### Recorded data
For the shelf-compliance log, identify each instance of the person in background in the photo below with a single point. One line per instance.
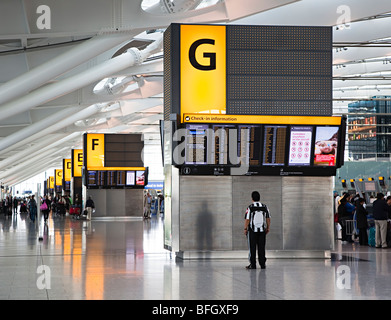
(147, 206)
(380, 215)
(46, 211)
(16, 201)
(32, 208)
(257, 223)
(389, 206)
(362, 222)
(89, 206)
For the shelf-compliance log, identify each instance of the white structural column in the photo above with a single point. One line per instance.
(60, 64)
(44, 145)
(30, 162)
(46, 126)
(45, 94)
(38, 126)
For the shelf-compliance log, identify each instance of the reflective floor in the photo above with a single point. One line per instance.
(124, 259)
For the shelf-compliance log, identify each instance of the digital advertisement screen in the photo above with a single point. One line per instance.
(121, 178)
(110, 178)
(91, 178)
(140, 178)
(369, 186)
(220, 144)
(326, 146)
(274, 145)
(300, 146)
(130, 178)
(249, 144)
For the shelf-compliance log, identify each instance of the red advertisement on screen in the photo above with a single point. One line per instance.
(325, 159)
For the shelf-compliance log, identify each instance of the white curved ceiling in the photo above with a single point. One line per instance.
(48, 76)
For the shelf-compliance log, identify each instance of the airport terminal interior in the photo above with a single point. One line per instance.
(91, 95)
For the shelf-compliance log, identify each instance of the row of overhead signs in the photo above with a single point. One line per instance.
(106, 161)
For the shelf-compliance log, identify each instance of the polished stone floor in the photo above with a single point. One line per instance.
(124, 259)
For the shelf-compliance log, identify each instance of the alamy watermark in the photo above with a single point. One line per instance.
(343, 277)
(44, 20)
(345, 18)
(44, 278)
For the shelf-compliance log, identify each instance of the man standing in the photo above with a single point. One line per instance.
(380, 215)
(257, 223)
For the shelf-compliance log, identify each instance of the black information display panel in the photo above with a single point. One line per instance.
(123, 150)
(116, 179)
(280, 70)
(214, 149)
(274, 145)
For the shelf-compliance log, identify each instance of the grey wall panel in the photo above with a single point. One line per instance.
(307, 213)
(115, 200)
(270, 189)
(99, 198)
(205, 213)
(134, 202)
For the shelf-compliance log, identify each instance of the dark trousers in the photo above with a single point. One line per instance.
(257, 239)
(363, 236)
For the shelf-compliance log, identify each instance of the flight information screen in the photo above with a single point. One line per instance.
(274, 145)
(196, 144)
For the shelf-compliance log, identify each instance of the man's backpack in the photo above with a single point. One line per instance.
(258, 217)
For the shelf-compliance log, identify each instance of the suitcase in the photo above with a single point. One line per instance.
(371, 237)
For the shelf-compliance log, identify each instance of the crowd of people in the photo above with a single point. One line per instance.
(353, 207)
(58, 205)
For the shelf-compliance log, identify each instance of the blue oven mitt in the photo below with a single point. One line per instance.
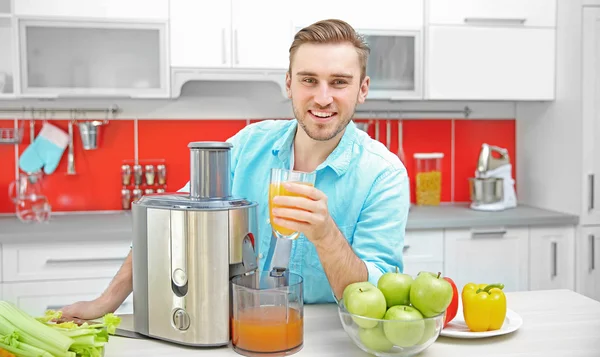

### TASK DIRECTIONS
Leave the pictures out, and copy exactly each line from the one containing "of the suitcase" through the final line of the data.

### ANSWER TO THIS TASK
For the shelf-compliance log, identify each instance of the suitcase in the photo above with a single point. One line per instance.
(371, 237)
For the shelf-compliance log, identify each instance of the crowd of people in the photo above with a single point. One line per instance.
(353, 207)
(58, 205)
For the shelf-compliance log, identify each instance of the blue oven mitt in the photo below with a single point. One line per instance.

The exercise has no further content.